**EXERCISE DESCRIPTION**
Only the text belongs in the answer: every line of the records below, transcribed exactly.

**DATA IN THIS EXERCISE**
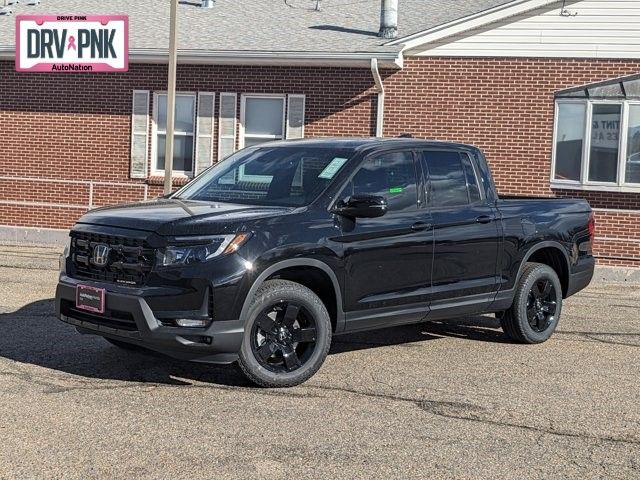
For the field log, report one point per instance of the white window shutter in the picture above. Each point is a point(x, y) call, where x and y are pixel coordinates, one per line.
point(204, 137)
point(295, 116)
point(227, 125)
point(139, 133)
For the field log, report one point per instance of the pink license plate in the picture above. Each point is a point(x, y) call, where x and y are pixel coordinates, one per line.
point(90, 298)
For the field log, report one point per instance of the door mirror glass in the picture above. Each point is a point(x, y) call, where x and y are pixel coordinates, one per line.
point(362, 206)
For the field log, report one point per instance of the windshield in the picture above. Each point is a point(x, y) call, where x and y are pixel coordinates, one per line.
point(284, 176)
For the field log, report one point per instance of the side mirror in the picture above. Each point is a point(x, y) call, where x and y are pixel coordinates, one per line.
point(362, 206)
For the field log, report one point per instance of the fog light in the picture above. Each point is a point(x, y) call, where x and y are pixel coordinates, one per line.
point(192, 322)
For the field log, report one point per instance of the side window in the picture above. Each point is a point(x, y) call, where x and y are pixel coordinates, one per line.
point(390, 175)
point(472, 179)
point(451, 178)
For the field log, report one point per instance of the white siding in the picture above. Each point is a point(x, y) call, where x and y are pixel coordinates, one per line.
point(601, 29)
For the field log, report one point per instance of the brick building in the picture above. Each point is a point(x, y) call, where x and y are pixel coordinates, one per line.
point(548, 89)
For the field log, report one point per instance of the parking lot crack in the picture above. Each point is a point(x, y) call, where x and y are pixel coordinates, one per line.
point(472, 413)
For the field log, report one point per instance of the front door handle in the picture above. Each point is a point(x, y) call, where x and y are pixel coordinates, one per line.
point(484, 219)
point(419, 226)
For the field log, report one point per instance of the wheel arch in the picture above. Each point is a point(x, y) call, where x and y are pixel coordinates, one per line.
point(300, 264)
point(554, 255)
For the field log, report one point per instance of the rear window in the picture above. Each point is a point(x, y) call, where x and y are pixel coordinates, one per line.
point(452, 180)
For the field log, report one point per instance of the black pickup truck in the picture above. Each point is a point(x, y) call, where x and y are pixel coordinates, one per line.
point(265, 256)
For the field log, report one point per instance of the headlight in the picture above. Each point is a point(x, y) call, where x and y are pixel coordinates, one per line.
point(190, 252)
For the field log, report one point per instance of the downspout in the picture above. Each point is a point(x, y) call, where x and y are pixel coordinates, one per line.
point(380, 89)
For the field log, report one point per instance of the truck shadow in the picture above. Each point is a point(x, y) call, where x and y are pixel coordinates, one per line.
point(33, 335)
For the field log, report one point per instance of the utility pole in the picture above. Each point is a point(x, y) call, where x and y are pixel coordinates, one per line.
point(171, 96)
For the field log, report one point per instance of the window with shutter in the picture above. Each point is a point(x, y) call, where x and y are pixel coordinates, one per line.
point(139, 133)
point(204, 141)
point(227, 125)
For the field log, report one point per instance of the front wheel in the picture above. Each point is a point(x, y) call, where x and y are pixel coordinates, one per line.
point(287, 335)
point(536, 308)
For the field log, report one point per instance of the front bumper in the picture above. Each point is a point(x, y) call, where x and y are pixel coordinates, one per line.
point(130, 319)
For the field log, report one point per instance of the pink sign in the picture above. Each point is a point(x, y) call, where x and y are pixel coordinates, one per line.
point(72, 43)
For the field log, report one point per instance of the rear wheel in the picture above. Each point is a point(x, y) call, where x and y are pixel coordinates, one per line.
point(287, 335)
point(536, 308)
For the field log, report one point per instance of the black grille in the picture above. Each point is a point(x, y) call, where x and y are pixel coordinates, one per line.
point(110, 318)
point(128, 261)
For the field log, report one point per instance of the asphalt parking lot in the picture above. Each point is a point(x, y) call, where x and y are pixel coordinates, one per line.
point(435, 400)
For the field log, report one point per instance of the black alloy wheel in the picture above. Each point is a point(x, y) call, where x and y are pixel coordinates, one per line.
point(287, 335)
point(283, 337)
point(541, 305)
point(537, 305)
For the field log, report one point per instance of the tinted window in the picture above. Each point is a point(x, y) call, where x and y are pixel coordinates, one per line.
point(472, 180)
point(447, 179)
point(392, 176)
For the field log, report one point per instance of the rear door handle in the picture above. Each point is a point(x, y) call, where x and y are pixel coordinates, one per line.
point(484, 219)
point(419, 226)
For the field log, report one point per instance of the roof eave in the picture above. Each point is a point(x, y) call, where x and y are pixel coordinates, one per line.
point(391, 60)
point(467, 23)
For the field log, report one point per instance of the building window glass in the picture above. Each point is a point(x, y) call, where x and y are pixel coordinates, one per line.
point(184, 130)
point(605, 140)
point(632, 160)
point(597, 136)
point(262, 119)
point(597, 143)
point(570, 140)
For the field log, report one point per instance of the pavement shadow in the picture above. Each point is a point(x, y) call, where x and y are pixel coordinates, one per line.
point(35, 336)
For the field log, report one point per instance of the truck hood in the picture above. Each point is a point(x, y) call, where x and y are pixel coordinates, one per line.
point(180, 217)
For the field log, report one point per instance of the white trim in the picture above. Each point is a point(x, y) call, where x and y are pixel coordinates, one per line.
point(616, 210)
point(304, 112)
point(235, 121)
point(135, 132)
point(154, 135)
point(595, 187)
point(470, 22)
point(618, 239)
point(381, 96)
point(43, 204)
point(91, 184)
point(199, 134)
point(392, 60)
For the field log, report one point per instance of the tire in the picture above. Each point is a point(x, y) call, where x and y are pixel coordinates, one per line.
point(287, 335)
point(124, 345)
point(536, 308)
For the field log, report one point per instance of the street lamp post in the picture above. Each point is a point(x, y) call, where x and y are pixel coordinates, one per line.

**OUTPUT**
For the field log, report one point per instance of the white window shutter in the picture above. Each point is a point(x, y) call, where x and y are pixel coordinates, one per line.
point(204, 137)
point(295, 116)
point(227, 125)
point(139, 133)
For the field log, report one point per instance of the pink license plate in the picture above. Each point is a point(x, y) call, where x and y are pixel coordinates, one per line.
point(90, 298)
For the field log, report one point per instance of the door mirror glass in the picture above. Each point is a point(x, y) call, where x and y are pixel coordinates, one per line.
point(362, 206)
For the field log, report one point per instance of the windshield in the picture above. Each point is a point(x, y) call, where x and y are pixel coordinates, one per line.
point(284, 176)
For the field log, report one point per instance of the side mirror in the picture above. Each point is a point(x, y) call, where x and y are pixel coordinates, one per line.
point(362, 206)
For the field log, report one point per instance of the fog light in the picture above. Each point is a point(x, y) call, where x and y are pixel coordinates, one per line.
point(192, 322)
For the field log, report one point per instance of the side window in the picture above. Each point is a point(x, y) call, where x and y are pixel coordinates, one per line.
point(390, 175)
point(472, 179)
point(451, 178)
For the field log, report one point per instance of the white siding in the picture above. Each point is a point(x, y) call, where x and y are pixel coordinates, one per line.
point(601, 29)
For the field log, report one point per instance of the brick building in the picture above. Each point is a point(x, y) call, where x and y are pixel coordinates, one per line.
point(548, 89)
For the field log, report one point per instance of the parking lot crack in the picture above. Each point is a point(x, y) call, where x and y are pixel coordinates, one per line.
point(472, 413)
For the field log, report one point per instance of the front door handle in the picture above. Each point is a point(x, y) call, where x and y are pixel coordinates, one per line.
point(484, 219)
point(419, 226)
For the field log, report one point per instance of the wheel arch in the picture above. Each point is a point(x, y) call, where x and y are pixel coordinates, one per line.
point(300, 264)
point(554, 255)
For the field log, report one point per instance of the rear window in the picture above. Each point is a point(x, y) call, where x and y are pixel coordinates, one per line.
point(452, 180)
For the field log, report one point per instance of the black pickup truck in the picture above. Each point is a point(x, y) call, where x and y are pixel coordinates, one per line.
point(265, 256)
For the field log, report one point per instance of the headlight in the picture above. Each point is a point(x, y) call, where x and y are pixel coordinates, one per line.
point(190, 252)
For the field log, report one point per instance of the downspout in the picture above. Each point is a point(x, y) call, where x and y are pixel coordinates, one per line.
point(380, 89)
For the field log, report one point per instance of the truck shadow in the picture above. Each point is a point(x, y) call, where x and y are pixel coordinates, one per line.
point(33, 335)
For the field log, report one point per instance of the utility pole in the picture above. Each point is a point(x, y) call, where x and y are pixel coordinates, one per line.
point(171, 96)
For the field log, report one point per instance of the window with shutter in the picture above. Each point is a point(x, y) call, where x and y are pixel coordinates, one per line.
point(139, 133)
point(204, 141)
point(227, 125)
For the field log, report one point per instance of the front wheel in the picture above. Each point is a point(x, y) call, where x and y are pixel coordinates, one per line.
point(287, 335)
point(536, 308)
For the field log, report one point per instance of the front bumper in the picture above. Each point is a point(x, y) call, where x and y are pixel coordinates, one per line.
point(130, 319)
For the field log, report one point per instance of the pink sign in the picture above. Each point is a point(x, y) call, where x and y are pixel coordinates, one per line.
point(72, 43)
For the field log, report one point per instance of the rear wheel in the picture above. Each point is a point(x, y) call, where x and y are pixel coordinates, one per line.
point(287, 335)
point(536, 308)
For the field log, report one point per instance of the black grille in the picture above. Each point is a point(x, y) call, where x and y are pixel coordinates, one per line.
point(110, 318)
point(128, 261)
For the field log, report one point per instance of the asphalt parking lot in the picture above. Each point is a point(x, y) call, where x and y are pixel coordinates, one per line.
point(435, 400)
For the field log, report one point per instance of the black alloy wheel in the picture above. Each point is a point(x, y) call, where x and y are pixel coordinates, one per line.
point(287, 335)
point(283, 337)
point(541, 305)
point(537, 305)
For the field log, report one point per instance of the tinted window in the picture above. Each point is a point(x, y) call, where x and y are pixel coordinates, one per line.
point(472, 180)
point(447, 179)
point(392, 176)
For the field log, report one point per instance of the rear door handle in the picture above. Each point is a point(x, y) call, where x and y are pixel coordinates, one per line.
point(484, 219)
point(419, 226)
For the field log, report one point per instance of the roof eave in the picture above. Each point is a point(x, y) call, where x and y are pixel coordinates, one per line.
point(391, 60)
point(467, 23)
For the field log, report one point per instance of the building window glass in the picture above. Each point is a point(x, y) call, where x and y are pixel coordinates, one per line.
point(184, 130)
point(605, 140)
point(632, 160)
point(597, 136)
point(262, 119)
point(597, 143)
point(570, 140)
For the field log, report one point per instance of the pavement shadow in the picture above. Each point is a point(x, y) call, where x and y are pixel coordinates, one per line.
point(35, 336)
For the field log, report one point per instance of the truck hood in the picture above. Each point is a point(x, y) call, where x and y are pixel coordinates, one per line.
point(180, 217)
For the field log, report one point per instance of the white trim in the picture above. Each point is a point(x, y) call, where x and y are pixel coordinates, one per line.
point(616, 210)
point(304, 112)
point(235, 121)
point(135, 132)
point(154, 135)
point(595, 187)
point(470, 22)
point(618, 239)
point(381, 96)
point(43, 204)
point(91, 184)
point(199, 134)
point(392, 60)
For the field log, report one point per instance of the tire in the picture above. Each point is a point(x, y) call, where x and y are pixel coordinates, one per line.
point(287, 335)
point(124, 345)
point(536, 308)
For the field log, report one point per instance of the street lamp post in the picture above. Each point is a point(x, y) call, where x and y are pixel coordinates, one per line.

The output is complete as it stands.